TASK SET:
1. Decide whether each statement agrees with the article on Harris v. Quinn below, and answer yes or no for each, quoting the words of the article that settle it.
(a) The Supreme Court heard oral arguments in Harris v. Quinn on January 21.
(b) The plaintiffs in Harris v. Quinn turned down the wage increase the union won.
(c) Abood v. Detroit Board of Education was decided in 1977.
2. From the article on Harris v. Quinn below, list every result of unionization that the lawyers for the union and for Illinois claim.
3. Answer these questions from the article on Harris v. Quinn below, one line each:
(a) Why does the state of Illinois recognize the home-care workers as public employees?
(b) How many newspapers does Scalia read, according to the article?
(c) What is the date of the editorial the article quotes?

EXTRACT TO READ:
▼▼▼
The Wall Street Journal took to its editorial pages to plead with ultra-conservative Supreme Court Justice Antonin Scalia to overturn decades of labor law precedent -- including his own opinion -- that would greatly hinder public-employee unions' ability to advocate for their members.
The Supreme Court has long held that employees in unionized workplaces are required to pay dues even if they're not members, as long as their dues don't go toward the political activity of the union, which would be a violation of non-members' First Amendment rights. Requiring dues payments from non-members helps prevent a “free rider” problem where non-unionized workers receive the significant benefits of unionization without having to pay for it.
On January 21, the Supreme Court heard oral arguments in Harris v. Quinn, a case that could allow home-care workers who voted against unionization to refuse to pay dues. These workers, whom the state of Illinois recognizes as public employees because they're paid with Medicaid funds, argue that the union's efforts to raise wages constitute political activity.
Lawyers for the union and for Illinois counter that unionization has reduced turnover for home-care workers, has nearly doubled wages for those workers, and has saved the state around $632 million. It should be noted that the plaintiffs in this case, despite opposing the union, still accepted the wage increase, all while bringing a lawsuit that has national implications for the labor movement. As NPR's legal affairs correspondent Nina Totenberg reported, a finding for the plaintiffs “could drive a stake through the heart of public employee unions” because unions will still be required by law to represent and advocate for non-members even if they refuse to pay dues.
But the WSJ, never one to pass up an opportunity to attack unions, is predictably pro-plaintiff when it comes to Harris. The editorial board, presumably taking advantage of the fact that the WSJ is one of just two newspapers Scalia reads, pleaded with him (or his clerks) to “restore a first constitutional principle” by finding that paying union dues violates the plaintiffs' First Amendment rights -- something that Scalia has previously declined to do.
From the January 22 editorial:
This week's Supreme Court oral argument in Harris v. Quinn showed that four Justices seem ready to provide a major victory for First Amendment rights over monopoly union power. The conservative Justice on the fence seems to be none other than Antonin Scalia, whose concerns as always are serious and deserve a response.
The four liberal Justices believe that these First Amendment claims are less important than the state interest in enforcing dues collection laid out in a 1977 case, Abood v. Detroit Board of Education. That case held that the government, like any private employer, could require dues payments in the name of managing employees and to ensure “labor peace.”
Since Abood the High Court has tried to protect worker First Amendment rights by drawing a line. Workers can be compelled to pay dues that go to collectively bargain for wages and benefits, but they can't be compelled to pay dues that go to political activities. Justice Scalia seems happy with this line and isn't sure Abood needs to be overturned or modified.
▲▲▲
LISTED ENTRIES:
▼▼▼
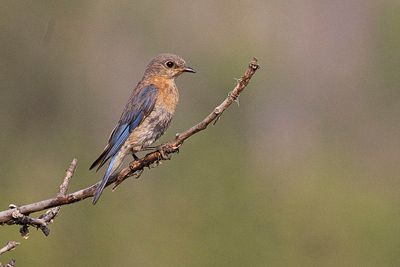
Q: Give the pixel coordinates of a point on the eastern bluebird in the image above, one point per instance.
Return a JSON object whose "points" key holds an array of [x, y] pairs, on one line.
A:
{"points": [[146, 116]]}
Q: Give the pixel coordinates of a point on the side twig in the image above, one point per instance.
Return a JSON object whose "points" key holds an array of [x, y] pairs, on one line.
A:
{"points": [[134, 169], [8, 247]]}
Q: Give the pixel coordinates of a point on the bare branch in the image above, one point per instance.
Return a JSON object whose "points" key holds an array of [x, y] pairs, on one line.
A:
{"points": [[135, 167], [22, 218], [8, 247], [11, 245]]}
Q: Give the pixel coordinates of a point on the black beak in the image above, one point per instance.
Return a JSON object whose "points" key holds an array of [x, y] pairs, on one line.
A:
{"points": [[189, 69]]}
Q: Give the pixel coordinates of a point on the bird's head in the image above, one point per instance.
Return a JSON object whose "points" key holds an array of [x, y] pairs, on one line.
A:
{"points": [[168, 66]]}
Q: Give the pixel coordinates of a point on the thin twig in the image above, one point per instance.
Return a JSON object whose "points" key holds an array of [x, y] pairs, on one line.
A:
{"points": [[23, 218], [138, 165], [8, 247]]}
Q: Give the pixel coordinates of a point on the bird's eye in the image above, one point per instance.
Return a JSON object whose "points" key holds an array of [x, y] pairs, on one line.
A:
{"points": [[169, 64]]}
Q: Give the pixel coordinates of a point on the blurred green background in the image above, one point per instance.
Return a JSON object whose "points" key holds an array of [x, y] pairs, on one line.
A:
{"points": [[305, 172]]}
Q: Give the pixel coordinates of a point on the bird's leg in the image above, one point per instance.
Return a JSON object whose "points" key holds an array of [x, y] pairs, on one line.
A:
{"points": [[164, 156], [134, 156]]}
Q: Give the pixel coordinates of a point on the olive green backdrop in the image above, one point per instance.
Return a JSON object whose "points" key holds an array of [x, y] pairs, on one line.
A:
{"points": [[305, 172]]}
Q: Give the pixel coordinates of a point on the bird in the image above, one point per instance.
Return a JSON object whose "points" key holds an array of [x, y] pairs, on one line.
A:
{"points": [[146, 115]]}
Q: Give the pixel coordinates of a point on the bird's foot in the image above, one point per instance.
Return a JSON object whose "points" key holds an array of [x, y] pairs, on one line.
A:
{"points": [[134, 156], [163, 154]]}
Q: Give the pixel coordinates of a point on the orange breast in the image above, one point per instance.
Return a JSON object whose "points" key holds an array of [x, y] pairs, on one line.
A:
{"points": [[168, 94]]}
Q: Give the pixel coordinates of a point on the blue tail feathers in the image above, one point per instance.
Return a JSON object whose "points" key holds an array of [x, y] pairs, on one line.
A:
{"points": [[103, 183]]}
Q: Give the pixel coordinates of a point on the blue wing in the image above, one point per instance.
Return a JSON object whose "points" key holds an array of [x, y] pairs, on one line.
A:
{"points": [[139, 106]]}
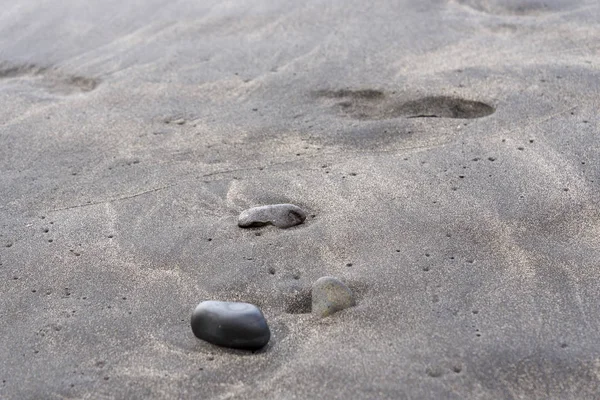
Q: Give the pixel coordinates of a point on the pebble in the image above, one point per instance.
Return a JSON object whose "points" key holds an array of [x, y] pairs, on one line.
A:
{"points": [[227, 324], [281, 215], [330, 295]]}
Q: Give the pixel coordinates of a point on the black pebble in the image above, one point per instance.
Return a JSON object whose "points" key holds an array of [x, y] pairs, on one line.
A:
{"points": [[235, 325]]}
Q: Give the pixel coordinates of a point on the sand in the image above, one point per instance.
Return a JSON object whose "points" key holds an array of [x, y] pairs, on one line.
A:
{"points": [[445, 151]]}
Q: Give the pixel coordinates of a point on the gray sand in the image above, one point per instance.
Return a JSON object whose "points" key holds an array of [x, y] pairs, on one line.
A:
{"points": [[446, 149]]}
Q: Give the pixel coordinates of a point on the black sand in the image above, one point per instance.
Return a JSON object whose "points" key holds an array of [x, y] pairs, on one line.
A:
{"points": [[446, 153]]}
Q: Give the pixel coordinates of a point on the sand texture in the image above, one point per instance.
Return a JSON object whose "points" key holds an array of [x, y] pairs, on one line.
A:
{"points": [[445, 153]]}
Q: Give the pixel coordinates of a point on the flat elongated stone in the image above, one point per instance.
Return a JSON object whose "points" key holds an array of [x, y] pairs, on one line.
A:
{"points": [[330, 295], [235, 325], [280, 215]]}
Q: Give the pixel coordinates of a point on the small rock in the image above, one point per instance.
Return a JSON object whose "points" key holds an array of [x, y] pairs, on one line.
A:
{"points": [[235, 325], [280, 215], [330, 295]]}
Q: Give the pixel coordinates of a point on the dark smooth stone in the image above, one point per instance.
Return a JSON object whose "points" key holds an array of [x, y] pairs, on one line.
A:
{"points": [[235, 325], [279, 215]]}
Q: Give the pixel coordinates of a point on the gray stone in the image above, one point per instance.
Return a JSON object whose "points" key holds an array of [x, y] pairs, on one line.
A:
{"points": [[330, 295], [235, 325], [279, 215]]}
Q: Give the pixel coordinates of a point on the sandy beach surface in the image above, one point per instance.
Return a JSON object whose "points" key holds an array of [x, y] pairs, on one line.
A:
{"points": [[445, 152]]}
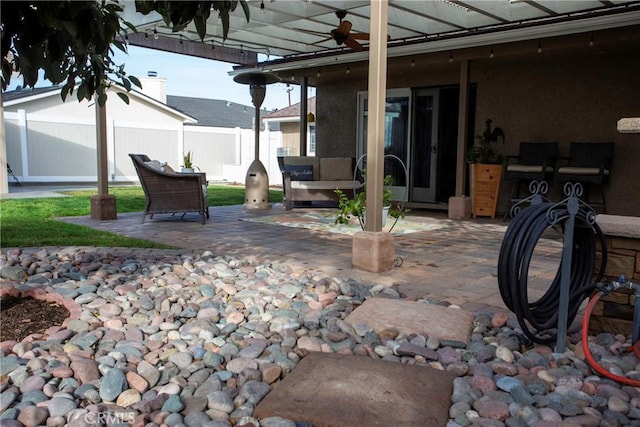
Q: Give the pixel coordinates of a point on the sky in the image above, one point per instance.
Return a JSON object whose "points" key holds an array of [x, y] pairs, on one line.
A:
▲▲▲
RESULTS:
1.
(a) Yes: "On January 21, the Supreme Court heard oral arguments in Harris v. Quinn"
(b) No: "the plaintiffs in this case, despite opposing the union, still accepted the wage increase"
(c) Yes: "laid out in a 1977 case, Abood v. Detroit Board of Education"

2.
- Reduced turnover for home-care workers
- Nearly doubled wages for those workers
- Saved the state around $632 million

3.
(a) They are paid with Medicaid funds.
(b) Two, one of which is the WSJ.
(c) January 22.